[Location annotation dataset excerpts]
━━━━━━━━━━

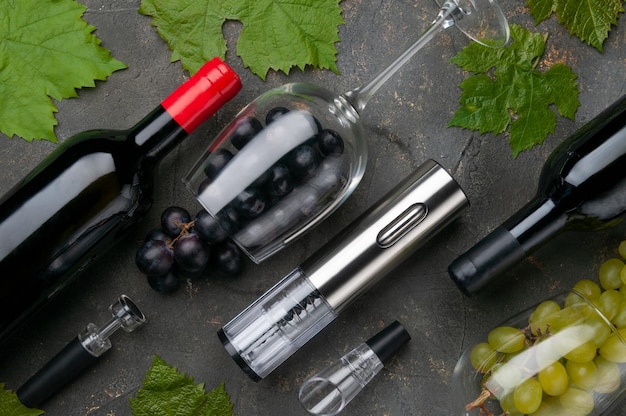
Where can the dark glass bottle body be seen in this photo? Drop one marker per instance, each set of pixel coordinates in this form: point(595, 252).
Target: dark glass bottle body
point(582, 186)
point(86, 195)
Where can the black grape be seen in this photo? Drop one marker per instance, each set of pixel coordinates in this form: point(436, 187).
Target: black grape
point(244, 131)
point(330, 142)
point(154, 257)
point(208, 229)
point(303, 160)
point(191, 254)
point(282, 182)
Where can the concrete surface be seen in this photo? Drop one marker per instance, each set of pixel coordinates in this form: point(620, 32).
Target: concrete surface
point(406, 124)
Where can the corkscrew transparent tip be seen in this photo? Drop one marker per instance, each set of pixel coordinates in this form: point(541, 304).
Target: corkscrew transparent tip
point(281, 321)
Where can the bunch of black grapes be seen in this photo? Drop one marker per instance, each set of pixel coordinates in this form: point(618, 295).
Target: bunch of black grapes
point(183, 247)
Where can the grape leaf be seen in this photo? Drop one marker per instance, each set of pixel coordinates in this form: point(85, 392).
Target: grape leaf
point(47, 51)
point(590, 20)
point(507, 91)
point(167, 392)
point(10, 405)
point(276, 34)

━━━━━━━━━━

* _Exercise prompt_
Starting at the beginning of the records and ending at the line containing "point(183, 247)", rewrite the lines with "Drop one marker" swapped for "Place one marker" and everything else unchanged. Omit the pictures from your answer.

* _Solution to the problem_
Where can the dark glass bottle body be seen in this photo? Place one marker per instance, each set of pixel coordinates in this form: point(595, 252).
Target: dark glass bottle body
point(582, 186)
point(86, 195)
Where can the black grape be seen in this photo? Place one marker per instance, each set of pixel coordinates in this form: point(436, 187).
Target: black grape
point(244, 131)
point(330, 142)
point(154, 257)
point(208, 229)
point(303, 160)
point(191, 254)
point(282, 182)
Where can the concrete surface be seen in this photo? Place one marker per instance, each set of pixel coordinates in this form: point(620, 32).
Target: concrete surface
point(406, 124)
Where can the corkscrew transparent tip be seen in this photo? Place one marker per instance, each set of pixel coordinates in this form: point(541, 304).
Target: corkscrew transparent tip
point(281, 321)
Where can the bunch of black grapes be seen in this photo? Place one marker per instance, each set of pixel coordinates in this form: point(618, 295).
Target: bunch of black grapes
point(183, 247)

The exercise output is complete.